*** Data for the task Section Begins ***

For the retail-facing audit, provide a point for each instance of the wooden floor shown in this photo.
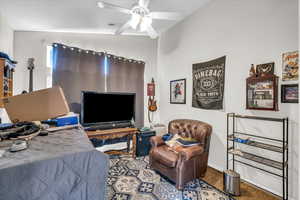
(248, 191)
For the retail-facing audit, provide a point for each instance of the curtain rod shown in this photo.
(109, 56)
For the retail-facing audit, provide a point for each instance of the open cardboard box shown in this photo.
(37, 106)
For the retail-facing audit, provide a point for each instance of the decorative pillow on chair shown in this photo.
(173, 141)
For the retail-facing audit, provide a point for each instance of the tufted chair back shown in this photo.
(198, 130)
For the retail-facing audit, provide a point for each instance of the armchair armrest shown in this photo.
(156, 141)
(190, 152)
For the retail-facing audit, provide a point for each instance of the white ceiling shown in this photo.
(83, 16)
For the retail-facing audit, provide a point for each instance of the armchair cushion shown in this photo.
(190, 152)
(156, 141)
(163, 155)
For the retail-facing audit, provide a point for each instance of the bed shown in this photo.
(61, 166)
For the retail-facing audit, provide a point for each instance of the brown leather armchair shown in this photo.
(186, 163)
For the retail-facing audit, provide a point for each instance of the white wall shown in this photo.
(33, 44)
(247, 32)
(6, 46)
(6, 37)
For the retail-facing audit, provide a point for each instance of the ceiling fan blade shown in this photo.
(144, 3)
(102, 4)
(123, 28)
(166, 15)
(152, 33)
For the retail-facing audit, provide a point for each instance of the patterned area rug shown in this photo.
(131, 179)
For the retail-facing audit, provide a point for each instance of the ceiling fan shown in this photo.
(141, 17)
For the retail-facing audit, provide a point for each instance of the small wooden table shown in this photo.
(116, 133)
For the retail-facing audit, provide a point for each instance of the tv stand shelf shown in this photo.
(116, 133)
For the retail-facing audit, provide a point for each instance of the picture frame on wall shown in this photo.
(262, 93)
(178, 91)
(289, 93)
(290, 66)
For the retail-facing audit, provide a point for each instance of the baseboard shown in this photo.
(220, 169)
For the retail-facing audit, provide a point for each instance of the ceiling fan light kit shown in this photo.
(141, 17)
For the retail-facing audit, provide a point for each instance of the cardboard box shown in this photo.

*** Data for the task Section Ends ***

■ **Goal of the exercise**:
From the "fan shown in this photo." line to the close of the listing, restate each line word for word.

■ **Reply to the task**:
For the retail-facing audit, provide a point for each instance of the ceiling fan shown in this photo.
(141, 17)
For the retail-facing audit, provide a point for each instance of the small wooden table shown in this photo.
(116, 133)
For the retail-facing audit, provide a point for each instance of the tv stand shelf shown in this photo.
(116, 133)
For the retail-facing audit, provide a point for each instance of the picture frame on wall shown in this photo.
(262, 93)
(178, 91)
(289, 93)
(290, 66)
For the retail-facing audit, provide a point for each instance of the baseboard shown in this photo.
(220, 169)
For the retail-facing audit, provide a point for each instance of the ceiling fan light kit shown in this photo.
(141, 17)
For the retail-facing audit, provide a point for each instance of the cardboard box shown in this photo.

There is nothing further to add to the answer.